> [Items from a dataset]:

== Segment start ==

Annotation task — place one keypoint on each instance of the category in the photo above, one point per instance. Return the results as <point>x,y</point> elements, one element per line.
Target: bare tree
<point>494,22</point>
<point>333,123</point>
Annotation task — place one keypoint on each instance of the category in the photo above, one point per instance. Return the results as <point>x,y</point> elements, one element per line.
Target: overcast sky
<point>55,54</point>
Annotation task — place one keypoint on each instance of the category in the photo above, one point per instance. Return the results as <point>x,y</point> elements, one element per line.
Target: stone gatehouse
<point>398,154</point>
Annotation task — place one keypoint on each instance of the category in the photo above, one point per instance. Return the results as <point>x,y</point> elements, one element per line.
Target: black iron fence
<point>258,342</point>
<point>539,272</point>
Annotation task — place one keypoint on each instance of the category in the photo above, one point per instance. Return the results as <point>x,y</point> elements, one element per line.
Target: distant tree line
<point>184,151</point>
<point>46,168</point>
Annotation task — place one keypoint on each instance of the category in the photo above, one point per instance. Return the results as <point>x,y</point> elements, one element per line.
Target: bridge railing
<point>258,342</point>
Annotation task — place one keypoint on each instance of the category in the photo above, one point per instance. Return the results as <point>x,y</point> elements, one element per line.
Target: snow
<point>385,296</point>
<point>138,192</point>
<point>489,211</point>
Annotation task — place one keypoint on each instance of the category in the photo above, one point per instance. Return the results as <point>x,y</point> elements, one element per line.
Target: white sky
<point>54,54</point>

== Segment end ==
== Segment start ==

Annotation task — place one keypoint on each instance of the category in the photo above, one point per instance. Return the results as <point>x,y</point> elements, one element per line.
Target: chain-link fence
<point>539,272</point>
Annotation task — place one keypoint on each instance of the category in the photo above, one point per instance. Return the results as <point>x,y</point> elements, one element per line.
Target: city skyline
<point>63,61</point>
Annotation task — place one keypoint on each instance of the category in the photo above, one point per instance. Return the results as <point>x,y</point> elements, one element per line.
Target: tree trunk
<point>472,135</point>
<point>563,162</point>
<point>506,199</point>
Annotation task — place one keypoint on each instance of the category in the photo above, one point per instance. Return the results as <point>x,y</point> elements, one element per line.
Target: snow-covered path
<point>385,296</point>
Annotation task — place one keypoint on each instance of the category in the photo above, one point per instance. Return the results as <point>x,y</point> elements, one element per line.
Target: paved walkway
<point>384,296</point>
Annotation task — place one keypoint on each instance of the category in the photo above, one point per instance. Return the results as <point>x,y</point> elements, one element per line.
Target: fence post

== Segment end ==
== Segment start ==

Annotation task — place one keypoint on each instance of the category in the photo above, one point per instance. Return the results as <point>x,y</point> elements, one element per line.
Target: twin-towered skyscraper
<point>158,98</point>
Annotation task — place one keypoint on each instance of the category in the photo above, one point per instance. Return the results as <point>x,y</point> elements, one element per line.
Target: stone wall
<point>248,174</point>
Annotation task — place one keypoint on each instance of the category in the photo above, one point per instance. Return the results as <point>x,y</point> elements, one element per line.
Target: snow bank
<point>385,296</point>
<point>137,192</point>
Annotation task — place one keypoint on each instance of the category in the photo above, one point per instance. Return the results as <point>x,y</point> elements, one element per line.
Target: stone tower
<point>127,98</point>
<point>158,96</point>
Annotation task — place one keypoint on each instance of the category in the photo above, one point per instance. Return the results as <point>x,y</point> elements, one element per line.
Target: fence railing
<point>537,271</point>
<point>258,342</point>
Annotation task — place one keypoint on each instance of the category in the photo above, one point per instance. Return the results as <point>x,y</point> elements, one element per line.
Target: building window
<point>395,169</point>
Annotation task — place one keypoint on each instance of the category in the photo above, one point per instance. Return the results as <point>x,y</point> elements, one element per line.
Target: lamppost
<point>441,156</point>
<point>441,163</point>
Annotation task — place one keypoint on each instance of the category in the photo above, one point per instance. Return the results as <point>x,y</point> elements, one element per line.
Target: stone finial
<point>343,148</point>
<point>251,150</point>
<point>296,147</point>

== Segment end ==

> [Work task]: When you reach the line with "Target: paved walkway" in the records above, start writing out lines exactly, and stop once the line with "Target: fence post" has been written; include nothing else.

> [Result of this task]:
Target: paved walkway
<point>384,296</point>
Annotation task — place one keypoint on each instance of the category in the photo above, one point per instance. Return the results as <point>x,y</point> elements, one element per line.
Target: fence post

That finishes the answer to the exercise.